##### DATA EXTRACT
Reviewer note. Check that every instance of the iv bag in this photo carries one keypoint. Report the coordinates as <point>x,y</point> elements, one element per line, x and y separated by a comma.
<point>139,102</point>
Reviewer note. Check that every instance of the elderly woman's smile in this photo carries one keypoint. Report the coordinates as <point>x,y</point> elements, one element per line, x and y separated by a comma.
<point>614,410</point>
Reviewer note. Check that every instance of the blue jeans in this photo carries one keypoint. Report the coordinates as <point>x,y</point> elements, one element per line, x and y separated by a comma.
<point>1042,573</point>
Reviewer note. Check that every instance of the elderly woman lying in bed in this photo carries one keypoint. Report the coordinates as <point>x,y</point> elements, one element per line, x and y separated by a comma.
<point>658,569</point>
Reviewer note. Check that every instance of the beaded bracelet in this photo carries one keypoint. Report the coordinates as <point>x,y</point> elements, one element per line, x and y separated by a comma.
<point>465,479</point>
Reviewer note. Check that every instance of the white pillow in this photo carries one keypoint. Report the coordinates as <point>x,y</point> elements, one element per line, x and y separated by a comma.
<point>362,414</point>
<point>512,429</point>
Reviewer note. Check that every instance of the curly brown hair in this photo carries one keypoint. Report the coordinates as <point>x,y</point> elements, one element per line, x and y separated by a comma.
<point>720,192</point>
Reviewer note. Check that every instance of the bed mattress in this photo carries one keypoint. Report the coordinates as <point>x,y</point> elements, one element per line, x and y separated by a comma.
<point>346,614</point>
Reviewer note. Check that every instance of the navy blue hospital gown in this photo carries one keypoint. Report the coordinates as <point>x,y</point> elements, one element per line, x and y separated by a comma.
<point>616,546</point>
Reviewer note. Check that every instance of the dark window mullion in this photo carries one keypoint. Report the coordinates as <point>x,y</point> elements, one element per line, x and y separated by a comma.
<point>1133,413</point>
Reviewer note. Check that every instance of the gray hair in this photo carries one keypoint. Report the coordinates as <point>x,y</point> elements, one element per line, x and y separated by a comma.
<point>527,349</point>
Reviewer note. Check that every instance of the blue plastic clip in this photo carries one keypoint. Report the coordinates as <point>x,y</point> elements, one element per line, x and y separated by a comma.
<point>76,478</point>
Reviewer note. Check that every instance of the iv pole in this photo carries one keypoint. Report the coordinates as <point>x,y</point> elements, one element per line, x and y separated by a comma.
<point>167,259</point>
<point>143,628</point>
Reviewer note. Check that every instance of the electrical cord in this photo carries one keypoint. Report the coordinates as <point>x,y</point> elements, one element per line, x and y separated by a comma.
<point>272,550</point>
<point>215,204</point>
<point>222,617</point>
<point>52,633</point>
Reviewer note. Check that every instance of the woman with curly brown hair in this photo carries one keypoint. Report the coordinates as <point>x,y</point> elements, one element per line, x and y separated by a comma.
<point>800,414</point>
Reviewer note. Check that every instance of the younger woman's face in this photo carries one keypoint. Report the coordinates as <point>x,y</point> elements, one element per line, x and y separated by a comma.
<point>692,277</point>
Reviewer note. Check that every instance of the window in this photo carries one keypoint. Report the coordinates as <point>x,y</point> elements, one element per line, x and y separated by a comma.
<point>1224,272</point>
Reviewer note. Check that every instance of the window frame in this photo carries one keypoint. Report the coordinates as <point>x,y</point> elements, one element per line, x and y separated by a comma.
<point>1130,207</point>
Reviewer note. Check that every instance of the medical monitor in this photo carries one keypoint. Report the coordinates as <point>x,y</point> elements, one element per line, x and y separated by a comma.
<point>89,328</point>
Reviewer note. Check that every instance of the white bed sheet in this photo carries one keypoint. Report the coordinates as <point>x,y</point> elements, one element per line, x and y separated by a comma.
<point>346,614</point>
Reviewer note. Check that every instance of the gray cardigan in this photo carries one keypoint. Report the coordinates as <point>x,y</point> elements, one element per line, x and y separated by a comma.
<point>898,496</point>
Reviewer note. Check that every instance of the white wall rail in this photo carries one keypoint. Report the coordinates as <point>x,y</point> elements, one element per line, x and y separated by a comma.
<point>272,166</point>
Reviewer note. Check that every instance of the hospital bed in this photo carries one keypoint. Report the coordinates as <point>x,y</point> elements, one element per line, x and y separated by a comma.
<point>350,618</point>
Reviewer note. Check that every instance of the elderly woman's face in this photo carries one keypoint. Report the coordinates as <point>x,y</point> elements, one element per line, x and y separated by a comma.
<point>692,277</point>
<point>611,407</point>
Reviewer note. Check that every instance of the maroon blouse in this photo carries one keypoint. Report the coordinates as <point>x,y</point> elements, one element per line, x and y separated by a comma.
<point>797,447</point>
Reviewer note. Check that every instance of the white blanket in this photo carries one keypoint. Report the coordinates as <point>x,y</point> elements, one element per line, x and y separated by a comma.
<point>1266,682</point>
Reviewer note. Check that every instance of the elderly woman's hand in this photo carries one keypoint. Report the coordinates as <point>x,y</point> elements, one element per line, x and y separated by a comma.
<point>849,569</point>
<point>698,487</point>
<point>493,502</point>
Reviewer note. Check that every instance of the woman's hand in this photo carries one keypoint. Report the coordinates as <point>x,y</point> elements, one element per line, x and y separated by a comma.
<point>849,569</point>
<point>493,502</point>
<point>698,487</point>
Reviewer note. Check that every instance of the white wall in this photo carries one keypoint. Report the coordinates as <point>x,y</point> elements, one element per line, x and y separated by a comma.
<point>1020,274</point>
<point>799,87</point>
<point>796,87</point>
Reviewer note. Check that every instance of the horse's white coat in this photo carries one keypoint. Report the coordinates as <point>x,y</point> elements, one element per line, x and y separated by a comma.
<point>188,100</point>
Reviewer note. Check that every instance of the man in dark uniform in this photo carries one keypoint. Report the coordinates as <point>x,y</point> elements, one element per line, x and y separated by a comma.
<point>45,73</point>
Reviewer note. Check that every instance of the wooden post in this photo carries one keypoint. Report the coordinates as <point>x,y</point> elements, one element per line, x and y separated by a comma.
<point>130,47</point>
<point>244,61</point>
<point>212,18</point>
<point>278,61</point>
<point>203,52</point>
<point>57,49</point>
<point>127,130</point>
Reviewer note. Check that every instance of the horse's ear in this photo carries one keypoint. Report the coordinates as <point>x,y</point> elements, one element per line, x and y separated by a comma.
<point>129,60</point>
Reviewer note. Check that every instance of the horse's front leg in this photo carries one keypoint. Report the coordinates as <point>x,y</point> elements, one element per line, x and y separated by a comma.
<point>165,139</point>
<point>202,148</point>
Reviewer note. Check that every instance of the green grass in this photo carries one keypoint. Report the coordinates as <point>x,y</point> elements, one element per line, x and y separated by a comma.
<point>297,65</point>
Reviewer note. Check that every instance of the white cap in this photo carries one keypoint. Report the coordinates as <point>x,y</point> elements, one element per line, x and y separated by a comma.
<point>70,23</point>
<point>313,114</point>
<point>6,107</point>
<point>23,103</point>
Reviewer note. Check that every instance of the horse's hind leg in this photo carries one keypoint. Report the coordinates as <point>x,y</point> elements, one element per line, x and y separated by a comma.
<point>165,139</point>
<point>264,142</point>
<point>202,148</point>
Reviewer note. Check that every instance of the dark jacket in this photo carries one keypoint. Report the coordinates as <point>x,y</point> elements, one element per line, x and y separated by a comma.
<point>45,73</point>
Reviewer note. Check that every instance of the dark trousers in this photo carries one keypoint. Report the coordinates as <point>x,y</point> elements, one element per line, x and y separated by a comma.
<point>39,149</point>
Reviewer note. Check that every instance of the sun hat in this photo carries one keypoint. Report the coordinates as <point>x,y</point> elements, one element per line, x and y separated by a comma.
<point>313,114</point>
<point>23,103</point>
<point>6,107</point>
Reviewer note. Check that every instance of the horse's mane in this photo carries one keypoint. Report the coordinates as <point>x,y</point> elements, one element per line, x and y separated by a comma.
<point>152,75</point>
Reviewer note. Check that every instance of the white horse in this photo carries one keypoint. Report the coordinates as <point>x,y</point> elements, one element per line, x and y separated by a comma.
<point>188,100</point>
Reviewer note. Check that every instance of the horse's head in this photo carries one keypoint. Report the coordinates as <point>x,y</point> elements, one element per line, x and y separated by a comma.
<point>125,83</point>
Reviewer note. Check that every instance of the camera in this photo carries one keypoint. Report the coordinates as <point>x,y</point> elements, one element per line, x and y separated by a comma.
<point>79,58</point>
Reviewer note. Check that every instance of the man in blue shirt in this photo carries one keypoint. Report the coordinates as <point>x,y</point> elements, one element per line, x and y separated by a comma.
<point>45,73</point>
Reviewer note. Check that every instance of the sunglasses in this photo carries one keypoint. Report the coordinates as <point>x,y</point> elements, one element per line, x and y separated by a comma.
##########
* TASK GOAL: Give the material above as a Markdown table, from the line with "Reviewer note. Check that every instance of the dark window" up to and including the line with "<point>1224,272</point>". Use the columns No. and Text, number each row, and leave out any blank lines.

* EXPECTED OUTPUT:
| No. | Text |
|---|---|
| 1 | Reviewer note. Check that every instance of the dark window mullion in this photo carries one keypoint. Report the coordinates as <point>x,y</point> elements, one element per line, x and y separated by a comma. |
| 2 | <point>1133,413</point> |
| 3 | Reviewer note. Check that every instance of the gray hair in this photo carries one keypoint. Report the coordinates as <point>x,y</point> elements, one element per line, x and y separated by a comma. |
| 4 | <point>527,349</point> |
| 5 | Reviewer note. Check that every instance of the blue plastic clip in this photo carries one keypoint. Report the coordinates as <point>x,y</point> elements, one element per line, x and y separated by a comma. |
| 6 | <point>76,478</point> |
| 7 | Reviewer note. Check that every instance of the iv pole in this photo carries one keypoint. Report the coordinates as <point>x,y</point> elements, one element per line, x and y separated by a comma. |
| 8 | <point>167,259</point> |
| 9 | <point>143,628</point> |
| 10 | Reviewer note. Check that every instance of the electrical cord in this photo carries one keypoint. Report the coordinates as <point>x,y</point> elements, one element per line, x and y separated by a comma. |
| 11 | <point>272,550</point> |
| 12 | <point>215,204</point> |
| 13 | <point>222,617</point> |
| 14 | <point>52,633</point> |
| 15 | Reviewer note. Check that every instance of the woman with curly brown hair in this photo carries one keypoint. Report the coordinates as <point>x,y</point> elements, one element per line, x and y separated by a comma. |
| 16 | <point>800,414</point> |
| 17 | Reviewer note. Check that every instance of the younger woman's face in this photo carries one keypoint. Report the coordinates as <point>x,y</point> elements, one element per line, x and y separated by a comma. |
| 18 | <point>692,277</point> |
| 19 | Reviewer note. Check that every instance of the window in this photo carries one keypoint. Report the coordinates as <point>x,y</point> elements, one element per line, x and y separated by a comma. |
| 20 | <point>1224,272</point> |